* [YOUR TASK]:
Reproduce the records below in their entirety, character for character.

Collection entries
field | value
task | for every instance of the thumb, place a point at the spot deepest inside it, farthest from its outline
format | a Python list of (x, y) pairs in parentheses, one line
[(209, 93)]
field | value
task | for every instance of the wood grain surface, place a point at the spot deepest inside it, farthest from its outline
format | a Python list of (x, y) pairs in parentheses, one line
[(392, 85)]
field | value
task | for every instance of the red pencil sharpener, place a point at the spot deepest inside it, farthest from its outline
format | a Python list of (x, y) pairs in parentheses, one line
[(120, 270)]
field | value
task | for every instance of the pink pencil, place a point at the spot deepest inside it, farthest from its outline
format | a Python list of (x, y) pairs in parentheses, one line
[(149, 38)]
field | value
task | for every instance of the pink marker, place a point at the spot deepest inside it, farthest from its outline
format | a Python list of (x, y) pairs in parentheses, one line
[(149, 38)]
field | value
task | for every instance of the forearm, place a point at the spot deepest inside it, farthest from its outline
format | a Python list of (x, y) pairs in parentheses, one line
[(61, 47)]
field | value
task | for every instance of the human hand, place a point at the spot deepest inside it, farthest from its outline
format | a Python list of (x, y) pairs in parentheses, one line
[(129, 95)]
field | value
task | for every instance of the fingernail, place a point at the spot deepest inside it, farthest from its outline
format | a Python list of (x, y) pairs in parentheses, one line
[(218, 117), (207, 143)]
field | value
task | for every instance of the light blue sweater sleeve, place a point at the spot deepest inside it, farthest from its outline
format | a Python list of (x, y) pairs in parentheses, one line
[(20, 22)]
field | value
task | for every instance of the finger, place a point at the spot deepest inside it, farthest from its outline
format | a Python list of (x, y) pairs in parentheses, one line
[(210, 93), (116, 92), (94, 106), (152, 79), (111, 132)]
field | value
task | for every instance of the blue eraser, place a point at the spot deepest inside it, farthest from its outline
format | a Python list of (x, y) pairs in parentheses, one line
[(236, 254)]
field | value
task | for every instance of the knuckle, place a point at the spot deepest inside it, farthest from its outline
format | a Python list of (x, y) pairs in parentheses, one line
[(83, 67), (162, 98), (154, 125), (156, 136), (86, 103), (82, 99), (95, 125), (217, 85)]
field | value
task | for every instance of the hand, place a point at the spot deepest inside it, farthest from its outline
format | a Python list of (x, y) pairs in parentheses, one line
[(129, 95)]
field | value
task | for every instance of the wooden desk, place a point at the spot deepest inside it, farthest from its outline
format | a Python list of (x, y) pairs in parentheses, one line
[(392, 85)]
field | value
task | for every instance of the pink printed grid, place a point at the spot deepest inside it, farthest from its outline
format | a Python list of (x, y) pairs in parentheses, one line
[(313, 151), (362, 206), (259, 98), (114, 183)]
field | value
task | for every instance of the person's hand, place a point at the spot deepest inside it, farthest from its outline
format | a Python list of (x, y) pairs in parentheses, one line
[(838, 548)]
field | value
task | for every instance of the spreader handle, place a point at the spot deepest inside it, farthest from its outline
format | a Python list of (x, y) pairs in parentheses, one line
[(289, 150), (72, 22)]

* [WRITTEN SOLUTION]:
field | value
task | for every instance of the thumb, place a point at the spot deepest inside it, farthest from its outline
format | a Python list of (x, y) pairs in parentheses, one line
[(209, 93)]
field | value
task | for every instance of the wood grain surface, place a point at the spot deepest inside it, farthest from its outline
format | a Python list of (x, y) pairs in parentheses, one line
[(392, 85)]
field | value
task | for every instance of the red pencil sharpener, place a point at the spot deepest inside it, farthest from its outline
format | a Python list of (x, y) pairs in parentheses, one line
[(120, 270)]
field | value
task | for every instance of the pink pencil, place a point at the spot deepest inside it, farthest from its outline
format | a Python list of (x, y) pairs in parentheses, one line
[(149, 38)]
field | value
task | for every instance of the pink marker, place a point at the spot deepest inside it, farthest from its outline
format | a Python list of (x, y) pairs in parentheses, one line
[(149, 38)]
field | value
task | for every instance of the forearm, place a point at the spot deepest inside it, farthest from its outline
format | a Python list of (x, y) pairs in parentheses, one line
[(61, 47)]
field | value
task | for every instance of the human hand, place a point at the spot deepest inside it, farthest from its outline
format | a Python list of (x, y) pairs in parentheses, one line
[(129, 95)]
field | value
task | for every instance of the fingernail, place a point at the spot deepest inside it, farthest from its outline
format | a Python list of (x, y) pairs in parentheses, one line
[(218, 117), (207, 143)]
field | value
task | for every instance of the light blue sweater sleeve, place a point at the spot deepest inside it, farthest from its outline
format | a Python list of (x, y) pairs in parentheses, one line
[(20, 22)]
field | value
task | for every instance of the finger, place a point at the spot deepest inside it, farthest from its outline
format | a Python list of (x, y) pairs in parentheses, one line
[(210, 93), (116, 92), (94, 106), (152, 79), (111, 132)]
field | value
task | for every instance of the blue eraser, place a point at the spot deepest inside it, farthest from its outline
format | a Python list of (x, y) pairs in parentheses, one line
[(236, 254)]
field | value
task | for every instance of the knuckle, place a point at the spot deepest inside it, farthest from its outline
format | a Python list of (x, y) pairs in parentheses, one line
[(83, 67), (162, 98), (154, 125), (156, 136), (86, 103), (82, 99), (95, 125), (217, 85)]
field | value
task | for every instance of the hand, place a point at the spot deepest inside it, farthest from its outline
format | a Python list of (x, y) pairs in parentheses, one line
[(129, 95)]
field | value
task | for every instance of the wooden desk, place a point at the spot deepest inside it, farthest from its outline
format | a Python list of (x, y) pairs in parentheses, one line
[(392, 85)]
field | value
task | for every instance of the pink printed grid, place a point at the spot deepest inside it, farthest from its outline
format | a Python list of (x, y) pairs in parentheses, one line
[(313, 151), (362, 206), (259, 98), (114, 183)]
field | value
task | for every instance of the person's hand, place a point at the spot deepest inside it, farthest from its outline
format | a Python list of (x, y) pairs in parentheses, one line
[(838, 548)]
field | value
task | for every instance of the spreader handle, place a point at the spot deepest inside it, farthest from its outline
format | a Python list of (x, y) pairs in parentheses, one line
[(289, 150), (72, 22)]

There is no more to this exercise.